*Data for processing:*
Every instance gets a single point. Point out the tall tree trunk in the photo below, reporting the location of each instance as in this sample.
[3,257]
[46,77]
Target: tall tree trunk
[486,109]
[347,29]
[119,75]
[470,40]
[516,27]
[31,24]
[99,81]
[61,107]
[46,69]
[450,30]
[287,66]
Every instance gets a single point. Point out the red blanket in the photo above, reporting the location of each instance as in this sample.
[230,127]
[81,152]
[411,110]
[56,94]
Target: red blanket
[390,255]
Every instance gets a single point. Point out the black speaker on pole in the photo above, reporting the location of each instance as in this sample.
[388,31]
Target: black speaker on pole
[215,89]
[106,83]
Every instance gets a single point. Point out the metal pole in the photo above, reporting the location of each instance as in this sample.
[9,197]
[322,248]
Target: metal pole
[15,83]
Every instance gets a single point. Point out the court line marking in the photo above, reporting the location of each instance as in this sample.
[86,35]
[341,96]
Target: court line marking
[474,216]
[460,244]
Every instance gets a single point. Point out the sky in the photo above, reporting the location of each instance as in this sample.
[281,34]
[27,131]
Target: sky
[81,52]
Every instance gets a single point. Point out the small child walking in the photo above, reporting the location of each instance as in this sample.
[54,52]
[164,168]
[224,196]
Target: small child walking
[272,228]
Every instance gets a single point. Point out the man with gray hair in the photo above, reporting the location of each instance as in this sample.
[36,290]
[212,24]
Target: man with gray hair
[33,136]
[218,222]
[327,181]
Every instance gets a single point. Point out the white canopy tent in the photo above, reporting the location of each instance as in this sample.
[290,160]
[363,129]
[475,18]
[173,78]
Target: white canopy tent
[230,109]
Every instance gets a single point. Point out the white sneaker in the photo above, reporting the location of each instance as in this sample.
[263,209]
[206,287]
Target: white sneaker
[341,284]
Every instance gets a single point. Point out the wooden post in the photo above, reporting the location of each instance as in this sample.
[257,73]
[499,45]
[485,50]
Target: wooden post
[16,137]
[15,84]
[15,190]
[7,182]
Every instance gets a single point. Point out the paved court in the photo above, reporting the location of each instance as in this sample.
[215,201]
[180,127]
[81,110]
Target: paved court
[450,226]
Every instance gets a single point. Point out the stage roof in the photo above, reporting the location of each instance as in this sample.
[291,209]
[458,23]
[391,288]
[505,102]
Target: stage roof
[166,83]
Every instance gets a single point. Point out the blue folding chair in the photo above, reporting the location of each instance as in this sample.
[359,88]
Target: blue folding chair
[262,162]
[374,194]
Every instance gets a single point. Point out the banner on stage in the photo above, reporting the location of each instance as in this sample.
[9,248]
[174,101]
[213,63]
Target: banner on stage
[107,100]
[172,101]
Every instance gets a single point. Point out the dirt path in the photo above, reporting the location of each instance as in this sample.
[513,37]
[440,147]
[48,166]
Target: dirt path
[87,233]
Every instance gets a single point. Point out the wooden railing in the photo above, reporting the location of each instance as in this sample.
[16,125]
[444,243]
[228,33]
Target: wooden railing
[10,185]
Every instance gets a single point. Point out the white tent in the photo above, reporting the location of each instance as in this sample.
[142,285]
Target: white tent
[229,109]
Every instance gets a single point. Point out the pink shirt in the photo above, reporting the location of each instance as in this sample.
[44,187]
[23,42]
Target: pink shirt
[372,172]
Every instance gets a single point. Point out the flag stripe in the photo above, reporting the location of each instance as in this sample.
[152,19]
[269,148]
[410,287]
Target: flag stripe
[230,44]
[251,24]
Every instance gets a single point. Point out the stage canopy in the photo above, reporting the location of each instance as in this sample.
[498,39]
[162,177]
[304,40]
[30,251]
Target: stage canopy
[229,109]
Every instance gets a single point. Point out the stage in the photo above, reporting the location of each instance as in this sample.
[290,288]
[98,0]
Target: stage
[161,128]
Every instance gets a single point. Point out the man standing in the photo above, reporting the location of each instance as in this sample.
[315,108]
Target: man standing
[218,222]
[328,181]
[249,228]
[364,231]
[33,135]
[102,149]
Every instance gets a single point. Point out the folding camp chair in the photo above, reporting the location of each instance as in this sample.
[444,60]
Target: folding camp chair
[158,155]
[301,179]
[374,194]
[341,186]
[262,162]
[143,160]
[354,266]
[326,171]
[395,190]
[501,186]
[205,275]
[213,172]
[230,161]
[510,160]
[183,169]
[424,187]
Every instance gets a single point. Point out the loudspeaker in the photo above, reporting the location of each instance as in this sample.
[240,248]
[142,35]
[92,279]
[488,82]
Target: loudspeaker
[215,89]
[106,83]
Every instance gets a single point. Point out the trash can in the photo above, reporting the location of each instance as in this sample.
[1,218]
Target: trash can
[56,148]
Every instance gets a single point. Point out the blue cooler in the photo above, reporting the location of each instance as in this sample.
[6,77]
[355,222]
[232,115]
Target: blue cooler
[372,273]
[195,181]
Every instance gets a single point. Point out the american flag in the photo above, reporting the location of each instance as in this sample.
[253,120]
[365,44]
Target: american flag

*What to produce:* Set down all of the entries exactly, please.

*Task result:*
Every instance gets a single point. Point out the tall tree trunk in the photo below, reporting the location of each instance as in this sample.
[3,257]
[46,77]
Target: tall tree trunk
[486,109]
[347,29]
[119,75]
[470,40]
[516,27]
[31,24]
[99,81]
[61,107]
[46,69]
[450,30]
[287,66]
Every instance gets a single point. Point out the red blanket in the photo above, reporting the location of each instance as in this sample.
[230,127]
[81,152]
[411,110]
[56,94]
Target: red blanket
[390,255]
Every instance gets a single point. Point out the black speaker on pole in the photo above, reporting the location of each instance as in this sample.
[388,31]
Target: black speaker on pole
[215,89]
[106,83]
Every instance gets a single point. Point out the metal pole in the photo above, reporting the location of each instance as in this sample.
[9,197]
[322,248]
Target: metal pole
[15,83]
Every instance gets a single point. Point out the court line marking in the photo above, reporting the location of each instance as in this sample.
[86,35]
[341,96]
Target: court line marking
[474,216]
[460,244]
Every instance gets a single point. Point out the sky in the photo above, reporting the location of each instance as in this sample.
[281,34]
[27,131]
Target: sky
[81,52]
Every instance gets a single point. Point out the small child walking in the photo above, reporting the location of each instance as in this sample.
[54,52]
[164,168]
[224,196]
Target: small child walking
[272,228]
Every instance gets a single point. Point out the man with gray hair in the photo above, reporting the location of each instance as in this sample.
[36,290]
[212,24]
Target: man with gray hair
[33,136]
[218,222]
[327,181]
Every instance gets a single point. Point out the white canopy tent in the photo above, reporting the location of each instance as in this sample.
[290,160]
[363,129]
[475,18]
[173,78]
Target: white canopy tent
[230,109]
Every instance gets a single point. Point out the white sneaker in the photo above, reporting the location of each instance as in this sample.
[263,209]
[206,287]
Target: white sneaker
[341,284]
Every instance gets a single point. Point out the wooden post in the photo above, reporting the location of each instance as in this sample.
[257,73]
[499,45]
[485,50]
Target: wooden post
[16,137]
[15,84]
[15,190]
[7,182]
Every instance gets a single point. Point out the paved court in the photo above, reporting the location of each instance as in this sample.
[215,201]
[180,127]
[81,110]
Target: paved court
[450,226]
Every instance gets a single point. Point out the stage roof in the photo above, reporting the location of each instance as in this sample.
[291,209]
[458,23]
[391,288]
[505,102]
Target: stage roof
[166,83]
Every instance gets a single point. Point out the blue folding chair in the photo above, reporting the location of each instance as in this sample.
[359,88]
Target: blue folding chair
[262,162]
[374,194]
Every instance gets a single point. Point out the banner on stage in the photo above, reporting the location of each instance as in this sample.
[9,248]
[174,101]
[213,63]
Target: banner on stage
[107,100]
[172,101]
Every instance gets a single point. Point out the dirt path in the photo above, reporting the location of each instance as in this sample.
[513,37]
[440,147]
[48,166]
Target: dirt path
[87,233]
Every instance gets a single point. Point out the wooden railing in the photo above, reporting the location of each instance as in this sample.
[16,125]
[444,243]
[228,33]
Target: wooden railing
[10,185]
Every instance gets a single point. Point out the white tent in the photo above, reporting the location of each instance as in this sample.
[142,285]
Target: white tent
[229,109]
Every instance gets a single point. Point out the pink shirt in the photo above, reporting the location of each instance as in this sample.
[44,187]
[23,42]
Target: pink shirt
[372,172]
Every instance gets a single point. Point out the flag stripe in the photo above, reporting the location of each instance as in this sample.
[152,19]
[269,148]
[410,287]
Target: flag stripe
[230,44]
[251,24]
Every instance gets a single point. Point out the stage canopy in the photo above, reporting the location of each instance as in this sample.
[498,39]
[162,177]
[304,40]
[30,251]
Target: stage canopy
[229,109]
Every instance gets a single point. Point out the stage in the photo above, reporting the location of each instance as in this sample.
[290,288]
[98,0]
Target: stage
[161,128]
Every instance gets a single point. Point out the man standing in the photo above, reporting the location of each instance as in this sample.
[315,108]
Target: man standing
[218,222]
[328,181]
[249,228]
[364,231]
[33,135]
[102,149]
Every instance gets a single point. Point out the folding camp chair in the photo above, reporting the location of each instance as in this sample.
[444,60]
Target: folding camp chair
[158,155]
[301,179]
[374,194]
[341,186]
[262,162]
[143,160]
[354,266]
[326,171]
[395,190]
[501,186]
[205,275]
[213,172]
[230,161]
[510,160]
[183,169]
[424,187]
Every instance gets a single point. Point out the loudspeaker in the photo above, reporting the location of each instance as in this sample.
[240,248]
[142,35]
[92,279]
[488,82]
Target: loudspeaker
[215,89]
[106,83]
Every instance gets a single point. Point out the trash can in the photo above, reporting the location of each instance as in this sample.
[1,218]
Target: trash can
[56,148]
Every instance gets a single point. Point out the blue cooler in the photo above, reporting the location of each instance as in this sample.
[6,77]
[355,222]
[232,115]
Target: blue cooler
[372,273]
[195,181]
Every instance gets a single point. Point out the american flag in the photo above, reporting the location of each instance as in this sample.
[253,120]
[365,44]
Target: american flag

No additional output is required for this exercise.